出題内容:
以下のデータから、文字列「suit」を含む行をすべて抜き出してください。

[座標アノテーション項目]
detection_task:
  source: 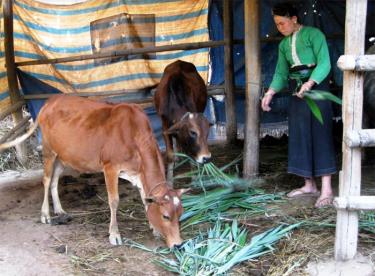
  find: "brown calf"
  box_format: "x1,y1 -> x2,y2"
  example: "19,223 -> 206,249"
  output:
0,95 -> 183,247
154,60 -> 211,179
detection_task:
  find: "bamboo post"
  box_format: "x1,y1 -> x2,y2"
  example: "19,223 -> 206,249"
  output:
335,0 -> 367,261
3,0 -> 27,164
243,0 -> 261,178
223,0 -> 237,143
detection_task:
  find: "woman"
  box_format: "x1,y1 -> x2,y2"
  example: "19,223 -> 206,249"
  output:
262,3 -> 336,208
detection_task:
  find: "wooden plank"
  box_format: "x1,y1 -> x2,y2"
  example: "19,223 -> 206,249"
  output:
243,0 -> 261,178
337,55 -> 375,71
333,196 -> 375,211
344,129 -> 375,148
16,40 -> 225,66
335,0 -> 367,261
3,0 -> 27,164
0,101 -> 25,121
22,85 -> 228,101
223,0 -> 237,143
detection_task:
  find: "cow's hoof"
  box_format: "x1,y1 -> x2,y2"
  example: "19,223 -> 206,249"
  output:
152,229 -> 161,238
40,215 -> 51,224
51,213 -> 72,225
109,234 -> 122,245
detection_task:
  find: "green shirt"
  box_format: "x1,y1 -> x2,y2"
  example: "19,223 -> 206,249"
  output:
270,26 -> 331,92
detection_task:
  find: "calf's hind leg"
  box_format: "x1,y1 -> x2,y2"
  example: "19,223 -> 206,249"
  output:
104,166 -> 122,245
51,158 -> 66,216
40,148 -> 56,223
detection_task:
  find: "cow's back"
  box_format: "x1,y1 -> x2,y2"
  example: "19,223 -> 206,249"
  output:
38,95 -> 152,172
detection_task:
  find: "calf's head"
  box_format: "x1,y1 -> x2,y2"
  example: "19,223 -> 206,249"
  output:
167,112 -> 212,163
146,189 -> 186,248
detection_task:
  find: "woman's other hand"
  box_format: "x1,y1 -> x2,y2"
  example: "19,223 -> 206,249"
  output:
296,80 -> 315,99
262,89 -> 276,111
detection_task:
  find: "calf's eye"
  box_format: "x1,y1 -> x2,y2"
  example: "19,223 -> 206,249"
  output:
163,215 -> 171,220
189,131 -> 198,139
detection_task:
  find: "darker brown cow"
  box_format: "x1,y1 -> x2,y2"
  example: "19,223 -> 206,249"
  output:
0,95 -> 187,247
154,60 -> 211,179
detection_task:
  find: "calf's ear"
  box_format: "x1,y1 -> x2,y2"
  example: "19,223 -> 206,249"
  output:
164,122 -> 181,135
145,197 -> 155,204
176,188 -> 191,196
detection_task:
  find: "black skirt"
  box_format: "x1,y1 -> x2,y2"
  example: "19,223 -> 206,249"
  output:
288,80 -> 337,178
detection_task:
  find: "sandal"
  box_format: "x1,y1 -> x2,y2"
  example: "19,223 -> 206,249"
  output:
314,196 -> 333,209
286,188 -> 320,198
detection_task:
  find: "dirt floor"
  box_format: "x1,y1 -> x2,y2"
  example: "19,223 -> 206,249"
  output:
0,138 -> 375,276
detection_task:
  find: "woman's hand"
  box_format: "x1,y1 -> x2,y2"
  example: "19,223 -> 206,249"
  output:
296,80 -> 315,99
262,89 -> 276,111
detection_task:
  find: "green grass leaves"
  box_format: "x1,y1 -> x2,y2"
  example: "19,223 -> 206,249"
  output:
156,220 -> 299,275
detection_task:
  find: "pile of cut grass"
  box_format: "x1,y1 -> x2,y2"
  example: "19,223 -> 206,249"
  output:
180,187 -> 282,229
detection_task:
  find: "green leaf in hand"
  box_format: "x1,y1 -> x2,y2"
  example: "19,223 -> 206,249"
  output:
304,97 -> 323,124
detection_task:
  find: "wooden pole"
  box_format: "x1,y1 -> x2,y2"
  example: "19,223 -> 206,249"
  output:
223,0 -> 237,143
335,0 -> 367,261
3,0 -> 27,164
243,0 -> 261,178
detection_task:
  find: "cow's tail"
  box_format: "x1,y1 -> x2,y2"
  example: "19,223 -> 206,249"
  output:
0,120 -> 38,151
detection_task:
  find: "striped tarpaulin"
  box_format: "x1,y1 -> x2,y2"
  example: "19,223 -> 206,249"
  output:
0,0 -> 208,109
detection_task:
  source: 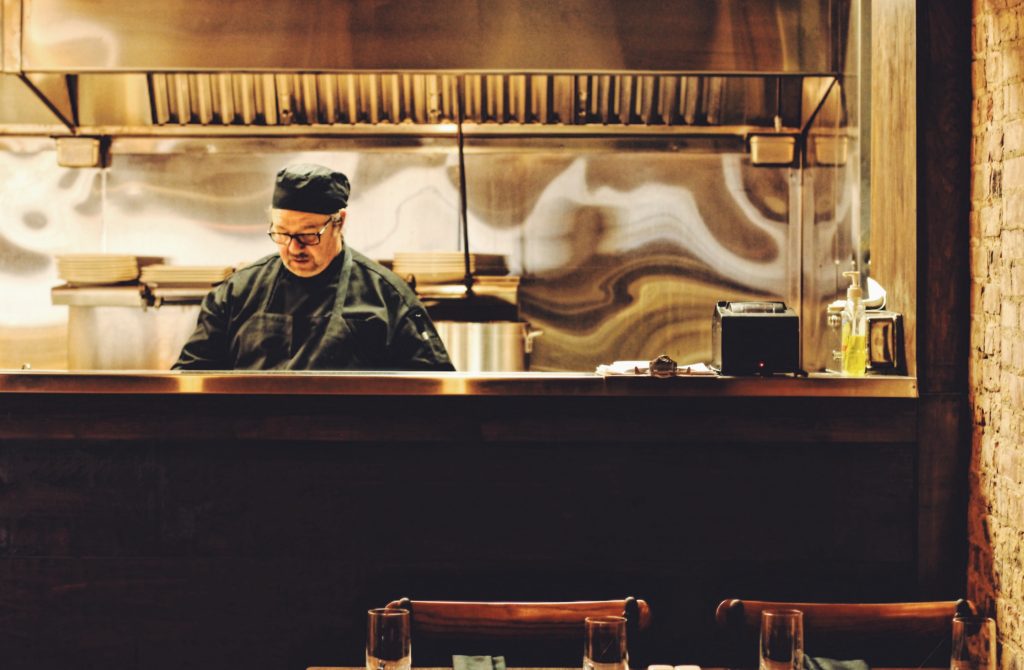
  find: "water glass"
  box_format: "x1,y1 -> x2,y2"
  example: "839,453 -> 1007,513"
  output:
759,610 -> 804,670
583,617 -> 630,670
949,617 -> 995,670
367,608 -> 413,670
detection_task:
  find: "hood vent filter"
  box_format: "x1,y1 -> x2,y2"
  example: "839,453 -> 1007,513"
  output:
148,73 -> 801,131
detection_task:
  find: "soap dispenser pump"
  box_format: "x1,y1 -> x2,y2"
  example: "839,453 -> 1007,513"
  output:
842,270 -> 867,377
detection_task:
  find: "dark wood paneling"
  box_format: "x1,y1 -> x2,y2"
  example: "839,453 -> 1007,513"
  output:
916,0 -> 972,597
0,396 -> 918,670
0,394 -> 916,444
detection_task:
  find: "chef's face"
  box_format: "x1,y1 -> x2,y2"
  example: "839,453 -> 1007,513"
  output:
270,209 -> 345,277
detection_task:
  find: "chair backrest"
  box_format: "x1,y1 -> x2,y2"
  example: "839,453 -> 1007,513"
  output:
715,599 -> 977,667
387,597 -> 650,665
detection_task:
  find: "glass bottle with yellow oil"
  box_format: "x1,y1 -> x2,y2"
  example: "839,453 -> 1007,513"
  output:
842,271 -> 867,377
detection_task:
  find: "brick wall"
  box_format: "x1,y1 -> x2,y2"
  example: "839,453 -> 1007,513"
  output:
968,0 -> 1024,670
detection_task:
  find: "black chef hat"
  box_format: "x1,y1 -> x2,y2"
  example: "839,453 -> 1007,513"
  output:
273,164 -> 351,214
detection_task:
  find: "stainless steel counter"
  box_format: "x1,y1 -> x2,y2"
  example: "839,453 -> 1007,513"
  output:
0,371 -> 918,399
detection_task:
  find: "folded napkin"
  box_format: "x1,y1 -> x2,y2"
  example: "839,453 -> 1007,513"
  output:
804,655 -> 871,670
452,655 -> 505,670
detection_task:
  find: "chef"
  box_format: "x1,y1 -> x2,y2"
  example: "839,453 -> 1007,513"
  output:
174,165 -> 454,370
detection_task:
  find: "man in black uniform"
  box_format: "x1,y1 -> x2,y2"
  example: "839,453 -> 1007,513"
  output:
174,165 -> 454,370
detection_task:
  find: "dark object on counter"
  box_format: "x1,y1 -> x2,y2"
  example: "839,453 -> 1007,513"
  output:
711,300 -> 801,376
650,353 -> 679,379
865,309 -> 906,375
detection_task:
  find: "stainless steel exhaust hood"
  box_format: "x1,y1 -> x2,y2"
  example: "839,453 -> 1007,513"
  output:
0,0 -> 850,135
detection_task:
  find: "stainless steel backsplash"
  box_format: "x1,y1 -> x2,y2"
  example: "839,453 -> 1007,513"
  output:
0,137 -> 859,371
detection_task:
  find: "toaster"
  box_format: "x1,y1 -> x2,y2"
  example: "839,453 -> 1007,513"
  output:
711,300 -> 801,375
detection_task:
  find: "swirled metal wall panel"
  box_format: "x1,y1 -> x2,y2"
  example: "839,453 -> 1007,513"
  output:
0,138 -> 849,370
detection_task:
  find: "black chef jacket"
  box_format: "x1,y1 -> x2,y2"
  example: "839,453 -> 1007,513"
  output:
173,247 -> 454,370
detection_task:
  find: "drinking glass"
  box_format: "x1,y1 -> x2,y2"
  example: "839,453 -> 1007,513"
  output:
759,610 -> 804,670
583,617 -> 630,670
949,617 -> 995,670
367,608 -> 413,670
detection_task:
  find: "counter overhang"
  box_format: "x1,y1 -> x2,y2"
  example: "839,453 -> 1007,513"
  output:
0,371 -> 918,399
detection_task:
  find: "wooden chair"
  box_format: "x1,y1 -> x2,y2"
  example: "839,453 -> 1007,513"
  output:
715,599 -> 977,667
386,597 -> 650,667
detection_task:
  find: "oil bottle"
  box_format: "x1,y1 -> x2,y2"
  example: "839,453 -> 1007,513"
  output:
842,270 -> 867,377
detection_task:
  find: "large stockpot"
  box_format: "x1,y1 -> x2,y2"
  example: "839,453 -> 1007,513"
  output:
434,321 -> 544,372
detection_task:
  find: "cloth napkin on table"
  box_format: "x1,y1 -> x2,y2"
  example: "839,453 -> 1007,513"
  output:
452,655 -> 505,670
804,655 -> 871,670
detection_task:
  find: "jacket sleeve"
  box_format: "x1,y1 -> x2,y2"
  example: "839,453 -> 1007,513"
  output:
388,306 -> 455,372
171,282 -> 231,370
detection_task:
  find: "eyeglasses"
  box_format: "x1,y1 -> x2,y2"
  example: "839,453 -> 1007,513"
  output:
267,214 -> 341,247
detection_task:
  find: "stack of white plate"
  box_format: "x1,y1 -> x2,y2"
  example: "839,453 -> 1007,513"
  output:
57,254 -> 153,286
141,263 -> 234,287
391,251 -> 509,284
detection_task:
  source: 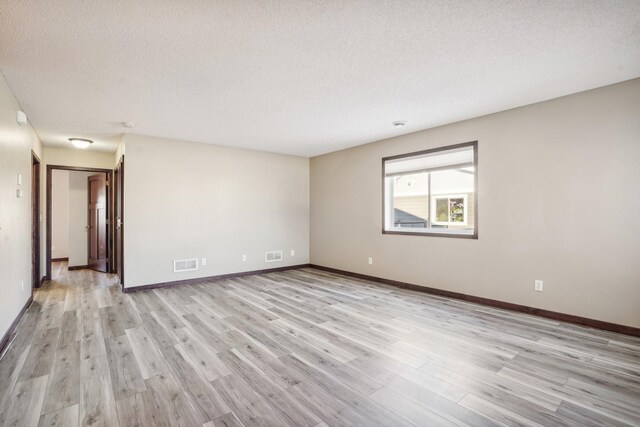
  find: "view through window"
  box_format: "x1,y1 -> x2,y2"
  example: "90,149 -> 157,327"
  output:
382,142 -> 478,238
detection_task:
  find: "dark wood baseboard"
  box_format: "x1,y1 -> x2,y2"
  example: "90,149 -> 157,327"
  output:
122,264 -> 311,293
310,264 -> 640,337
0,295 -> 33,359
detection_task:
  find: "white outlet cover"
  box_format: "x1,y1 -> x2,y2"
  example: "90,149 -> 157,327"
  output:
533,280 -> 544,292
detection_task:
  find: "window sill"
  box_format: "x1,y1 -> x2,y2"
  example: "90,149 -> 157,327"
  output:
382,230 -> 478,240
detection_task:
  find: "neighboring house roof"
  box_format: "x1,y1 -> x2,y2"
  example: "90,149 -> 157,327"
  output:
393,209 -> 427,224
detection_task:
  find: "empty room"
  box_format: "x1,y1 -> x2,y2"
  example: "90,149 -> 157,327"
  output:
0,0 -> 640,427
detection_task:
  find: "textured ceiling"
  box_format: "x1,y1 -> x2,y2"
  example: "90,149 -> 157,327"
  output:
0,0 -> 640,156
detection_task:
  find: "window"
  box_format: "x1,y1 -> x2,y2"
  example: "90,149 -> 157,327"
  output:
382,142 -> 478,238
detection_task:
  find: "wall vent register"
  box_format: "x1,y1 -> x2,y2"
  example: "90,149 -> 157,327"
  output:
173,258 -> 198,273
264,251 -> 282,262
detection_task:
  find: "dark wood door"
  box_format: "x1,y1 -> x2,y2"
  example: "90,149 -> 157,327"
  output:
31,152 -> 40,291
113,158 -> 124,286
87,173 -> 109,273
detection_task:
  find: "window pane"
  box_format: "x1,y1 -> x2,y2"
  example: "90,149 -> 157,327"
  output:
383,143 -> 476,235
392,173 -> 429,228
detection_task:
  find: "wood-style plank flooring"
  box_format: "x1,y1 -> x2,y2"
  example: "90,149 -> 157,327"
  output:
0,263 -> 640,427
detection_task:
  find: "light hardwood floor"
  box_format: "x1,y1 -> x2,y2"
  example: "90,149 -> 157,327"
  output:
0,263 -> 640,427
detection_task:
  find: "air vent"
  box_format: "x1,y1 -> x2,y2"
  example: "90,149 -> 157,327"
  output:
264,251 -> 282,262
173,258 -> 198,273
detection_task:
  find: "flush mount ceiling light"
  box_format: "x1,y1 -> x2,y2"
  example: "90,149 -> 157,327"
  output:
69,138 -> 93,148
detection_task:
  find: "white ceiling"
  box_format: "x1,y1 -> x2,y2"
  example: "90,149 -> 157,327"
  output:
0,0 -> 640,156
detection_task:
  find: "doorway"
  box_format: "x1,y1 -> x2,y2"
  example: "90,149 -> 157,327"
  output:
87,173 -> 109,273
45,165 -> 113,280
31,150 -> 41,295
113,156 -> 124,287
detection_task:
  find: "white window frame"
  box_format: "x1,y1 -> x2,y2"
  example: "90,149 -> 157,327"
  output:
382,141 -> 478,239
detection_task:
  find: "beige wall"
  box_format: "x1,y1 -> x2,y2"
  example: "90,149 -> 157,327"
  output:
0,73 -> 42,338
310,79 -> 640,327
123,135 -> 309,287
51,170 -> 69,258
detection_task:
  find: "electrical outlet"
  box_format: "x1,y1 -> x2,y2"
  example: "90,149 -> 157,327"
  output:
533,280 -> 544,292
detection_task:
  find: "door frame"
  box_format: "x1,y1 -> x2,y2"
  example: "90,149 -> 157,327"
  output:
87,173 -> 108,273
44,165 -> 113,280
31,150 -> 42,290
112,155 -> 124,288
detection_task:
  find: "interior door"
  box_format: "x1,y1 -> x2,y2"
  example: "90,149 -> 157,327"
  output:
87,173 -> 109,273
113,158 -> 124,285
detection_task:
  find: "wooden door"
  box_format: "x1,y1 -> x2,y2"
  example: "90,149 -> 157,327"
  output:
113,158 -> 124,286
87,173 -> 109,273
31,151 -> 40,293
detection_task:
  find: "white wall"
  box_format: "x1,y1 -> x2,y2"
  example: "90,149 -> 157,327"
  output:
123,135 -> 309,287
69,171 -> 96,267
51,170 -> 69,259
310,79 -> 640,327
0,73 -> 43,338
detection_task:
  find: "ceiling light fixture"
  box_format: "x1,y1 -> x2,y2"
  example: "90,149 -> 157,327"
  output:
69,138 -> 93,149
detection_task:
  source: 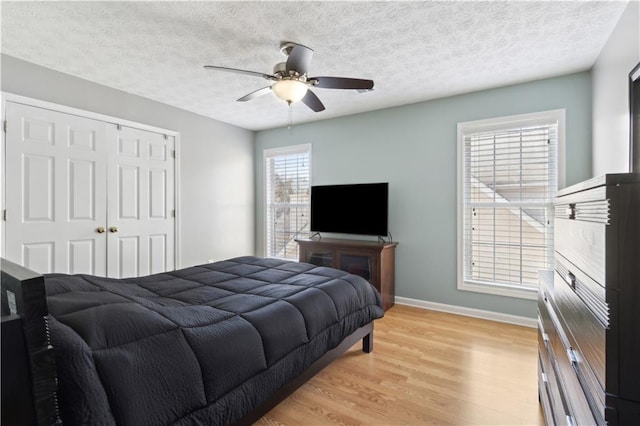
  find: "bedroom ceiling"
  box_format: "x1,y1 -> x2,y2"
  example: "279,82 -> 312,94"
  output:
1,1 -> 627,130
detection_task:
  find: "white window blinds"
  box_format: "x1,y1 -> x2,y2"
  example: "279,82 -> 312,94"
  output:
461,111 -> 558,298
264,145 -> 311,260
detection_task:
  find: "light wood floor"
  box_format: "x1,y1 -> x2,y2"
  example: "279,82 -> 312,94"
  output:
252,305 -> 544,425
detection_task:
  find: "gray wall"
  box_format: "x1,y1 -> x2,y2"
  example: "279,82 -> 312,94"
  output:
592,1 -> 640,176
255,72 -> 591,317
1,55 -> 255,267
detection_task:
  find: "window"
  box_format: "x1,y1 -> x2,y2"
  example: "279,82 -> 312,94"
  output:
264,145 -> 311,260
458,110 -> 564,299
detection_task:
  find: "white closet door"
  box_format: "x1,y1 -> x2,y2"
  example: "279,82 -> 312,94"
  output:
5,102 -> 109,276
107,126 -> 175,278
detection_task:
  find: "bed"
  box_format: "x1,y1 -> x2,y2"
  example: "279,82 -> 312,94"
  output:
2,256 -> 383,425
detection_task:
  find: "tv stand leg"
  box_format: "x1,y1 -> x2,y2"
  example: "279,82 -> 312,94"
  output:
362,333 -> 373,353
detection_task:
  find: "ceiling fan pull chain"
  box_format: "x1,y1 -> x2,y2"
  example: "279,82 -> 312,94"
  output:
287,102 -> 293,133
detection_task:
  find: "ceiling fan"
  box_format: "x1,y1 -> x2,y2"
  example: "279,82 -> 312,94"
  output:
204,41 -> 373,112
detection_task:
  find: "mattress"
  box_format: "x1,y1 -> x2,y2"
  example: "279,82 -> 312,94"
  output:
45,256 -> 383,426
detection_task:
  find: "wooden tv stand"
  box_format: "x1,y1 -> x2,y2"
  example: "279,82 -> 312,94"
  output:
296,238 -> 398,311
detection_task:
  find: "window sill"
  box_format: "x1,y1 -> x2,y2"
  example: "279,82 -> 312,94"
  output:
458,281 -> 538,300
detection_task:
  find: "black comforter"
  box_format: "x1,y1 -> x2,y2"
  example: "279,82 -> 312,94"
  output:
45,257 -> 383,426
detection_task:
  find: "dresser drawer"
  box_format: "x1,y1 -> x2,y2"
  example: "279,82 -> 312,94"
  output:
554,187 -> 610,286
553,271 -> 606,423
538,287 -> 569,425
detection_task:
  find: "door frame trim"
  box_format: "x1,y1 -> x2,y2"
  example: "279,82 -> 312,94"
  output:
0,91 -> 182,269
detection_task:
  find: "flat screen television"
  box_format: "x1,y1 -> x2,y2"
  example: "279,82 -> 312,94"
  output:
311,183 -> 389,236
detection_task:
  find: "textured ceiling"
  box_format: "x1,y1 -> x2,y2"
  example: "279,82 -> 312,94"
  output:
1,1 -> 627,130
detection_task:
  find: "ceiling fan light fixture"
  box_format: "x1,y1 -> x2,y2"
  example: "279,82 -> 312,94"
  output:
271,80 -> 308,104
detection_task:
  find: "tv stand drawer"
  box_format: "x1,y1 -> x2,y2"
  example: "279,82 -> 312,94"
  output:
296,238 -> 398,311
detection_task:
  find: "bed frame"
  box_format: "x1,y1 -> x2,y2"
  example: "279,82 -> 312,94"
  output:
0,258 -> 373,426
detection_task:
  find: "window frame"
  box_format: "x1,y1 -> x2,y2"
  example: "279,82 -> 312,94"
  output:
456,109 -> 566,300
262,143 -> 312,261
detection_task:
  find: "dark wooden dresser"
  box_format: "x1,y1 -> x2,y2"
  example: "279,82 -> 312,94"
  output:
296,238 -> 398,311
538,173 -> 640,426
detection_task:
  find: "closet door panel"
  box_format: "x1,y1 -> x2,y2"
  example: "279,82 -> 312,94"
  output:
108,126 -> 175,278
5,102 -> 108,275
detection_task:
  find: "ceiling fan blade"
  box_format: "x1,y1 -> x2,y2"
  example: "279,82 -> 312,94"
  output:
309,77 -> 373,90
302,90 -> 325,112
286,44 -> 313,75
238,86 -> 271,102
204,65 -> 277,80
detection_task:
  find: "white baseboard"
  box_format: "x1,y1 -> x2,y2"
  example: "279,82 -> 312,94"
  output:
396,296 -> 538,328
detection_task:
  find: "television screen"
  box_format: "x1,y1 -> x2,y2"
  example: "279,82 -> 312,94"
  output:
311,183 -> 389,236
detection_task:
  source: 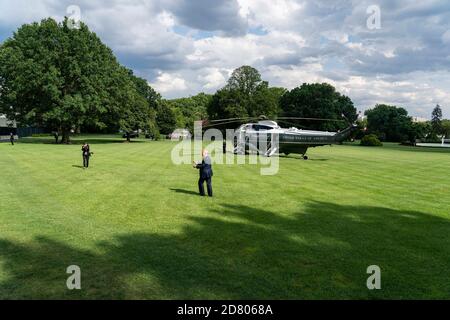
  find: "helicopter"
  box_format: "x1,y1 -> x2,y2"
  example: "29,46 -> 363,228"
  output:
204,116 -> 358,160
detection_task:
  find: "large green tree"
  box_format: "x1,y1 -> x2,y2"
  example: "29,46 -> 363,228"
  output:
431,105 -> 442,136
167,93 -> 212,132
366,104 -> 414,142
156,100 -> 177,135
207,66 -> 279,120
0,18 -> 155,143
280,83 -> 358,131
441,119 -> 450,138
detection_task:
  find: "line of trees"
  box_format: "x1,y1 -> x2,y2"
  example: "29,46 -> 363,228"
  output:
0,18 -> 444,143
365,104 -> 450,144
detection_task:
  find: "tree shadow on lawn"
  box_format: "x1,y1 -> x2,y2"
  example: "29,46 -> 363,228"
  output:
170,188 -> 200,196
0,202 -> 450,299
19,137 -> 145,146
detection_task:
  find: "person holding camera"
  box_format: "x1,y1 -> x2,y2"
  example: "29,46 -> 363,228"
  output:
193,150 -> 213,197
81,142 -> 93,168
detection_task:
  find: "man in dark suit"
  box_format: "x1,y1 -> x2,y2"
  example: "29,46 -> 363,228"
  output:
194,150 -> 213,197
81,142 -> 92,169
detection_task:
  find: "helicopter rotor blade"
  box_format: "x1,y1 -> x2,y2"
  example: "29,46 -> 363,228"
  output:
277,117 -> 345,122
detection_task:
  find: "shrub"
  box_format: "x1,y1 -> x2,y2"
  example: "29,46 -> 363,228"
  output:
361,134 -> 383,147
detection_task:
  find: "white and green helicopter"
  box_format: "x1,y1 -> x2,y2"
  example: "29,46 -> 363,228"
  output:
207,117 -> 358,160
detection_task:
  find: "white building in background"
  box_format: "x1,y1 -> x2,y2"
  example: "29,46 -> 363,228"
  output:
170,129 -> 192,141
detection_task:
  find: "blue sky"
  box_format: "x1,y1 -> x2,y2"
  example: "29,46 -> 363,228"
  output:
0,0 -> 450,118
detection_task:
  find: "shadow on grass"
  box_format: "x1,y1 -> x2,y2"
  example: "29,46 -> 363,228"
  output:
0,202 -> 450,299
19,136 -> 145,146
344,142 -> 450,154
170,188 -> 199,196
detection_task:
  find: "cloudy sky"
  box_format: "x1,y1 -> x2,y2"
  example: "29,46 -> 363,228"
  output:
0,0 -> 450,118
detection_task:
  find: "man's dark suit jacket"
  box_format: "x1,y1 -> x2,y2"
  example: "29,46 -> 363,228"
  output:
197,157 -> 213,180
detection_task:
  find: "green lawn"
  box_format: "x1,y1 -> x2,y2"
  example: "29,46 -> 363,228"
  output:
0,137 -> 450,299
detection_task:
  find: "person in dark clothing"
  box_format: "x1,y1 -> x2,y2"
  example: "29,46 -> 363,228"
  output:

回答:
  find: "man in dark suit"
  find: "man's dark suit jacket"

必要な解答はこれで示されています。